-- start SUPPLIED TEXT --

Series: On the margins

Réka Mán-Várhegyi

Magnetic Hill

Translator

Lea Kovács

Series: On the margins

Réka Mán-Várhegyi

Magnetic Hill

Translator

Lea Kovács

“Magnetic Hill”, winner of the European Union Prize for Literature, has been dubbed “the novel of the Hungarian #metoo movement”. This is a complex psychological and social work which raises many questions, ranging from female identity to the responsibility of intellectuals in Hungary today.

During the summer of 1999, a promising young sociologist Enikő Börönd leaves her husband in New York and comes back to her native Budapest intending to write a comprehensive sociological work about the Hungarian ethnic soul from the perspective of marginalized groups. While teaching feminist critique at the university, Enikő comes in contact with many prejudices inherent to scientific milieu in Hungary and soon begins a love affair with Tamás Bogdán, a beloved university professor from a closed provincial community. Bogdán, a first-generation intellectual, deals with his own psychological and social obstacles. His relationship with Enikő, whose class background is completely different, turns into a complex intimate affair marked by professional differences, doubt, jealousy and guilt.

-- end SUPPLIED TEXT --
-- start ENTRIES --

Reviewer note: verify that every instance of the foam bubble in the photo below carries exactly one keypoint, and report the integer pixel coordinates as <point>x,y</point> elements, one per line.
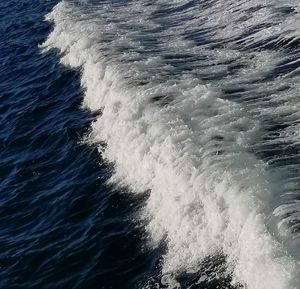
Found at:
<point>209,191</point>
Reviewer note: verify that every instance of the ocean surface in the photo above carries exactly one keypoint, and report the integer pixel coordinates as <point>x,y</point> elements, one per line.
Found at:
<point>150,144</point>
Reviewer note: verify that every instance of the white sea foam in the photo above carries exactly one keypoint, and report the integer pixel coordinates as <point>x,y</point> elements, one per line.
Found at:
<point>209,192</point>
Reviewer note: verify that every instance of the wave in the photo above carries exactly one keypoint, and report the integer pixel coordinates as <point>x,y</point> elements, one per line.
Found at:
<point>190,111</point>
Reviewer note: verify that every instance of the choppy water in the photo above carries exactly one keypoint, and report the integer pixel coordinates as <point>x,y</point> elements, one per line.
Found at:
<point>150,144</point>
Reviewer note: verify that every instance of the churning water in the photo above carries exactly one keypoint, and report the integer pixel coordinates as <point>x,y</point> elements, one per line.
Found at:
<point>194,109</point>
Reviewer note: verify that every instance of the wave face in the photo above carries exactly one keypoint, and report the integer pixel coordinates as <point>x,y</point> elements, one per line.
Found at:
<point>199,106</point>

-- end ENTRIES --

_TASKS TO CARRY OUT_
**A)** Answer these questions from the book description:
(i) Who is named as the translator?
(ii) What prize has the novel won?
(iii) In the summer of which year does Enikő Börönd come back to Budapest?
**B)** Please carry the book description on from its last sentence, writing the next part in the same style.
The entries have nothing to do with the book description.

_WRITTEN ANSWERS_
**A)**
(i) Lea Kovács
(ii) The European Union Prize for Literature
(iii) 1999

**B)**
Their story blends into the story of a college student Réka, an insecure young woman who is writing a novel and attracts Bogdán’s attention. Réka hails from Békásmegyer, proletarian settlement with a separate identity. Békásmegyer contains Magnetic Hill which, according to legend, keeps the inhabitants chained to it so they can never leave.
Réka Mán-Várhegyi has written an extraordinary, multi-layered novel about the problems of marginalization – both social and intellectual, about feminism, women’s writing and sexuality, the complexity of female, familial and inter-generational relationships and all hardships women face in hierarchical society dominated by men. “Magnetic Hill” is a novel about the past which defines us ad about the possibility of change.

 

Writter

Réka Mán-Várhegyi

Réka Mán-Várhegyi (1979) spent her childhood in Târgo Mureș in Romania. She moved to Hungary after the fall of the communist regime in 1990 and obtained Hungarian citizenship in 1992. Although she studied aesthetics and sociology and specialized in ethnic and minority studies, she has been working as a children’s book editor in Budapest for a number of years.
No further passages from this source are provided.